## [WHAT TO DO]
Your answer must be the full listing, reproduced exactly, minus any pictures.
⁂
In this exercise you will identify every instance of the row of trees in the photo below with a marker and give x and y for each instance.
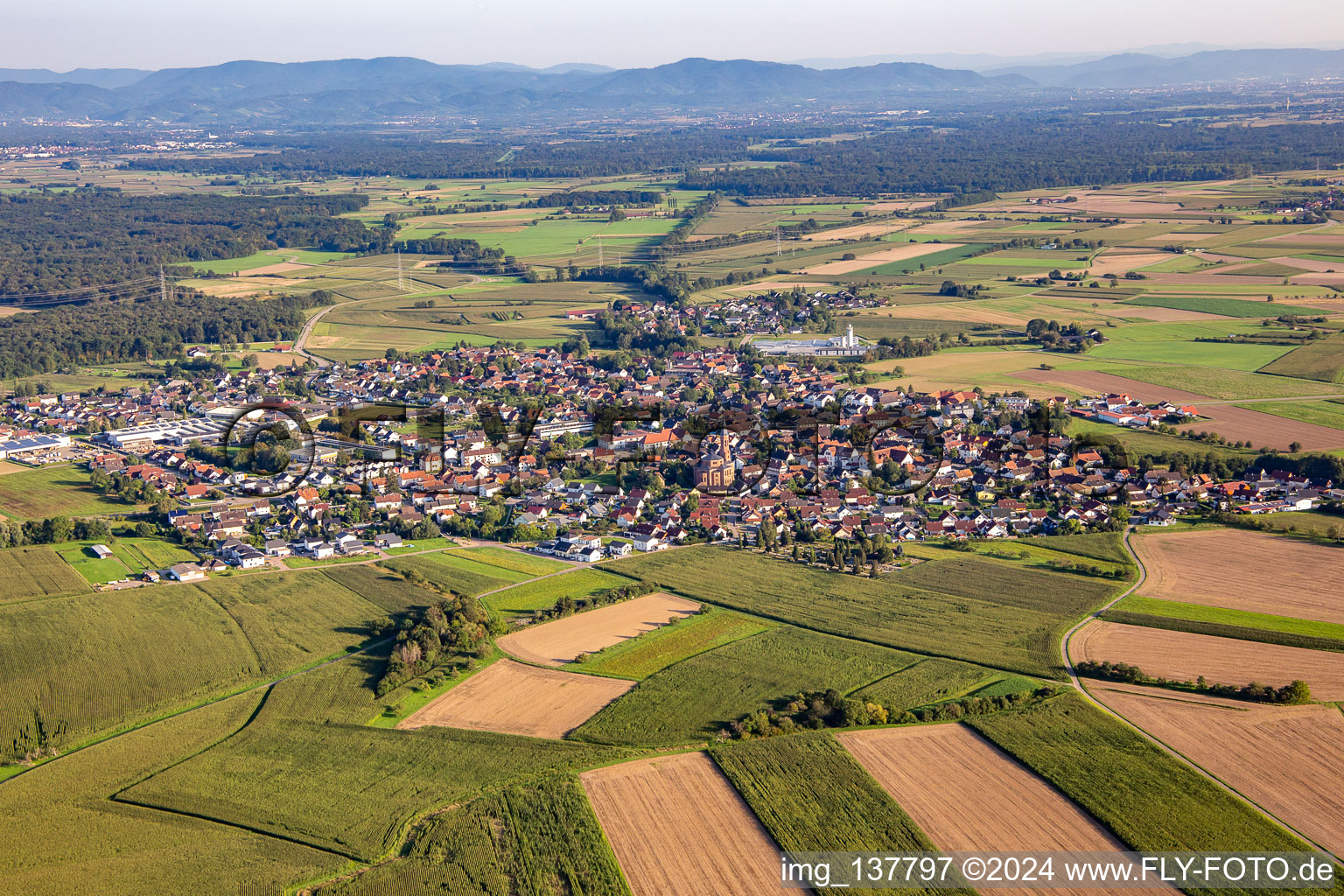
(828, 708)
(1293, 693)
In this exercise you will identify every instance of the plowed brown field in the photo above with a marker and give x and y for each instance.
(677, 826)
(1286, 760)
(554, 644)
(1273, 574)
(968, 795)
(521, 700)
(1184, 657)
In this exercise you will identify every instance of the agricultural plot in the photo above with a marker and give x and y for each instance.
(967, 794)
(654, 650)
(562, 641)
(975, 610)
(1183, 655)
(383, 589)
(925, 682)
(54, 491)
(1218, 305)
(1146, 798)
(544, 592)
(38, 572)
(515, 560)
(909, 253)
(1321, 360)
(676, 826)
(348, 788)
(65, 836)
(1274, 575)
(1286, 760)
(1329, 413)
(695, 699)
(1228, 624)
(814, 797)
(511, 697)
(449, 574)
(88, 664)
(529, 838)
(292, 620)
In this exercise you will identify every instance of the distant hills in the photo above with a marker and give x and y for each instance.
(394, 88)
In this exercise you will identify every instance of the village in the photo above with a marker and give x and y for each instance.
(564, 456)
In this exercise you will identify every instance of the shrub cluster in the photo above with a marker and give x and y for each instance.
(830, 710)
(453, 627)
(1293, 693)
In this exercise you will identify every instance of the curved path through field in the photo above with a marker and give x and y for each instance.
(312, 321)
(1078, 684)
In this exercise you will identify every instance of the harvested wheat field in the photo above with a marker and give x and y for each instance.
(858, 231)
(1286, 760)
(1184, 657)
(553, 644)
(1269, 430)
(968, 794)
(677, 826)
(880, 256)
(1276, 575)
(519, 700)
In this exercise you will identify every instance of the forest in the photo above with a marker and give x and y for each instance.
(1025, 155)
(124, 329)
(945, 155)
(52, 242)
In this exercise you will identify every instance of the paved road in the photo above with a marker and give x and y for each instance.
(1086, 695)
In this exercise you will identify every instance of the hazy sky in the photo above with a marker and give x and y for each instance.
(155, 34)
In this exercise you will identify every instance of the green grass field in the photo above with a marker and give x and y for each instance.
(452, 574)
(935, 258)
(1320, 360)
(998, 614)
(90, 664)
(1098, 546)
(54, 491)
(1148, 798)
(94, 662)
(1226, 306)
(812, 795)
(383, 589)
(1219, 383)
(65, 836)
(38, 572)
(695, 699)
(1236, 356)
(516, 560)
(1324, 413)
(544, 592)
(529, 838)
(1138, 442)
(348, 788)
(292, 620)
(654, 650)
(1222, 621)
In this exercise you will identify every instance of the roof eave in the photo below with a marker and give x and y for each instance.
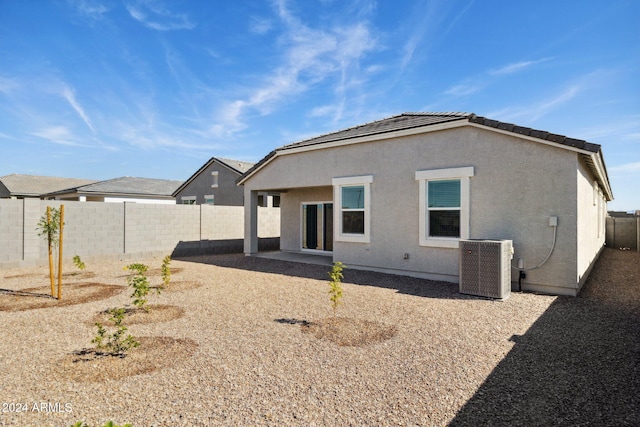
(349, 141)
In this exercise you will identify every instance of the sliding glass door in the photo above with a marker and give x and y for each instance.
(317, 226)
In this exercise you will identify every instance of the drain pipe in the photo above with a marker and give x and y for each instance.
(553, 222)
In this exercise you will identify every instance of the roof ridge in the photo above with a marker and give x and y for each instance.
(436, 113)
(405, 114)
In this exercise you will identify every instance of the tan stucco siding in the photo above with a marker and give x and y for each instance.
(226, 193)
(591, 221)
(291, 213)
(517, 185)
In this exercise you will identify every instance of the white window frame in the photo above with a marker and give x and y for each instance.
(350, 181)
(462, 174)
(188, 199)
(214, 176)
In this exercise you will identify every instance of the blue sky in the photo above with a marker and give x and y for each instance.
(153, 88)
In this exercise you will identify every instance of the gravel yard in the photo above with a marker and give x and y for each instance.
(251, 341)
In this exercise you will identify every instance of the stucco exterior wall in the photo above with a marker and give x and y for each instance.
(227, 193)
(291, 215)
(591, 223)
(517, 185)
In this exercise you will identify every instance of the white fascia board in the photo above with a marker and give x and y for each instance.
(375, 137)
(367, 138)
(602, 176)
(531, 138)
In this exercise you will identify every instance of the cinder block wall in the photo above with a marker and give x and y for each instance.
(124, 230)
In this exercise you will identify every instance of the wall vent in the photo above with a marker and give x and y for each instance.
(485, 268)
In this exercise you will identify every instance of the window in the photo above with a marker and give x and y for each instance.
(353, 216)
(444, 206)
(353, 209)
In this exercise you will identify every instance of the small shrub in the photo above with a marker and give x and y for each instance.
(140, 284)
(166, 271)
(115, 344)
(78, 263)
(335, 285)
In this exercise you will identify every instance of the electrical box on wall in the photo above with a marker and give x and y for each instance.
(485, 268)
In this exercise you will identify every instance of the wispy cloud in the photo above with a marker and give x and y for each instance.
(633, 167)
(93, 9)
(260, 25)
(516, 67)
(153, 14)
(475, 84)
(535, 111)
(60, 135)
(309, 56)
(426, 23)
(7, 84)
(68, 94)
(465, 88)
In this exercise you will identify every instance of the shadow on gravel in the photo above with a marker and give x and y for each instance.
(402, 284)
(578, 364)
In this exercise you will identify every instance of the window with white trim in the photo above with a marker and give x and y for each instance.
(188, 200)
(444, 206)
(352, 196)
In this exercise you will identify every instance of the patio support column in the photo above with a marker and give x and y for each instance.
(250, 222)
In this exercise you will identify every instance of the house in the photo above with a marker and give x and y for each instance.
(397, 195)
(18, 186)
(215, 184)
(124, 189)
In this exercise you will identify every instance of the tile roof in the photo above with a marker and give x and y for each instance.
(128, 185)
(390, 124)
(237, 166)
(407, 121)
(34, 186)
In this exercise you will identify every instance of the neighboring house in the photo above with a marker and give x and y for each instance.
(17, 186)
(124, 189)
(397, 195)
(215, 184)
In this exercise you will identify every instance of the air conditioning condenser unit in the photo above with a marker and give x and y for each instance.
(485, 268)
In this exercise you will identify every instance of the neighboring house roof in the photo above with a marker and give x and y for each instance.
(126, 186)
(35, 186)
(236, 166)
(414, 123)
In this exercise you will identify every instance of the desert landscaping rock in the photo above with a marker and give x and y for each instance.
⁂
## [RESULT OF THE TASK]
In this exercise you will identify every instance of the row of trees in the photo below with a marker and give x and y for each instance.
(828, 708)
(1293, 693)
In this exercise you will identify every instance of the plowed brown field in the photo above with a marker and give x and y for each instance.
(677, 826)
(1286, 760)
(554, 644)
(1273, 574)
(968, 795)
(521, 700)
(1184, 657)
In this exercise you will identify every instance of the agricultural plot in the photo above with a marker and give x and y for each instance.
(967, 794)
(654, 650)
(562, 641)
(975, 610)
(1183, 655)
(383, 589)
(925, 682)
(54, 491)
(1218, 305)
(1146, 798)
(544, 592)
(38, 572)
(515, 560)
(909, 253)
(1321, 360)
(676, 826)
(348, 788)
(65, 836)
(1274, 575)
(1286, 760)
(1329, 413)
(695, 699)
(1228, 624)
(814, 797)
(511, 697)
(449, 574)
(88, 664)
(529, 838)
(292, 620)
In this exercise you will identify every instance of the distant hills in the photo above with a marker and give x and y for each instance.
(394, 88)
In this exercise you will identify every instance of the village in the photo above with a marker and give x and y for each instance.
(564, 456)
In this exercise you will identify every instance of the shrub cluster in the photo above with a marker and give x and y for each instance.
(830, 710)
(453, 627)
(1293, 693)
In this exercise you will identify every instance of the curved path through field in the photo above with a marker and give x and y for each instance.
(312, 321)
(1078, 684)
In this exercise you will identify every instance of the harvested wheat field in the photo above with a marker and give x and y for each instance.
(858, 231)
(1286, 760)
(1184, 657)
(553, 644)
(1269, 430)
(968, 794)
(677, 826)
(880, 256)
(1276, 575)
(519, 700)
In this exercise you will identify every instance of the forest in the photo above with a marker and give x and y for each instance.
(1025, 155)
(124, 329)
(945, 155)
(52, 242)
In this exercise you will identify every instance of the paved road in the photo above with a marker and give x and y for each instance.
(1086, 695)
In this exercise you will identify every instance of the hazy sky in the photo above with a marker and give x and y for each instance.
(155, 34)
In this exercise you will identify every instance of the green grass field in the photo above with a marker and give x and y for each instance.
(452, 574)
(935, 258)
(1320, 360)
(998, 614)
(90, 664)
(1098, 546)
(54, 491)
(1148, 798)
(94, 662)
(1226, 306)
(812, 795)
(383, 589)
(1219, 383)
(65, 836)
(38, 572)
(695, 699)
(1236, 356)
(516, 560)
(1324, 413)
(544, 592)
(529, 838)
(1138, 442)
(348, 788)
(292, 620)
(654, 650)
(1222, 621)
In this exercise you will identify every instance of the roof eave in the photo below with a marker and give x and y for each instance.
(349, 141)
In this exercise you will identify every instance of the sliding glass door in the photo above with a marker and give x and y for each instance.
(317, 226)
In this exercise you will identify every instance of the drain pipe in the photo above with a marker and give x and y for each instance.
(553, 222)
In this exercise you will identify every instance of the roof ridge in the photo above with a marker and give x and y for each instance.
(436, 113)
(405, 114)
In this exercise you will identify every instance of the tan stucco siding in the photo above with a marker and give x and y for each instance.
(226, 193)
(591, 221)
(291, 213)
(517, 185)
In this exercise you will identify every instance of the white window frame in the photo above with a marker and give x and y for each instance.
(350, 181)
(462, 174)
(188, 199)
(214, 176)
In this exercise you will identify every instance of the blue sky in the photo above with a marker and give x and y for each instance.
(153, 88)
In this exercise you will identify every instance of the gravel yard in the photo above with a marker and give x and y for each instance.
(251, 341)
In this exercise you will identify every instance of the stucco exterior wall in the photo above with a marker and give x and y for each instance.
(227, 193)
(291, 215)
(591, 223)
(517, 185)
In this exercise you will identify every instance of the white fascia board in the photo above with a marker and give x and y for each instance.
(375, 137)
(367, 138)
(602, 176)
(531, 138)
In this exercise you will identify every instance of the cinder block wall in the photo above with a marker and give x and y for each instance.
(124, 230)
In this exercise you will identify every instance of the wall vent in the photo above with a marker and give x and y for each instance.
(485, 268)
In this exercise you will identify every instance of the window in the photo above with a marker and give x and y for each instance.
(353, 216)
(444, 206)
(353, 209)
In this exercise you will identify every instance of the small shrub in the photo above with a marker and give x and y for each instance.
(140, 284)
(166, 271)
(115, 344)
(78, 263)
(335, 285)
In this exercise you will identify every instance of the electrical box on wall in the photo above with a marker and give x and y for each instance.
(485, 268)
In this exercise you will identify every instance of the wispy cloud in the photo above with a marker and give x and y for each instance.
(633, 167)
(93, 9)
(260, 25)
(516, 67)
(153, 14)
(475, 84)
(535, 111)
(60, 135)
(309, 56)
(426, 23)
(7, 84)
(68, 94)
(465, 88)
In this exercise you will identify every instance of the shadow on gravel in the photo above with a marker and give x and y for each instance.
(402, 284)
(578, 364)
In this exercise you will identify every instance of the window with white trim in the photo above with a marker and give x and y for each instance.
(188, 200)
(444, 206)
(352, 196)
In this exercise you will identify every instance of the patio support column in the photo above with a marker and give x and y for each instance.
(250, 222)
In this exercise you will identify every instance of the house in the photo above with a marker and give x and y for each instance.
(397, 195)
(18, 186)
(215, 184)
(124, 189)
In this exercise you will identify every instance of the tile roof in the photo above with a marker and give x and y for each instance.
(128, 185)
(390, 124)
(237, 166)
(407, 121)
(34, 186)
In this exercise you will identify every instance of the neighboring house in the photo above with a marker and give x and y for each instance.
(17, 186)
(124, 189)
(397, 195)
(215, 184)
In this exercise you will identify every instance of the air conditioning condenser unit in the photo above with a marker and give x and y for each instance.
(485, 268)
In this exercise you will identify every instance of the neighboring house roof in the photo above with a marker and give x and y for each instance.
(126, 186)
(35, 186)
(236, 166)
(414, 123)
In this exercise you will identify every instance of the desert landscaping rock in the photo above with a marker and give x and y for each instance.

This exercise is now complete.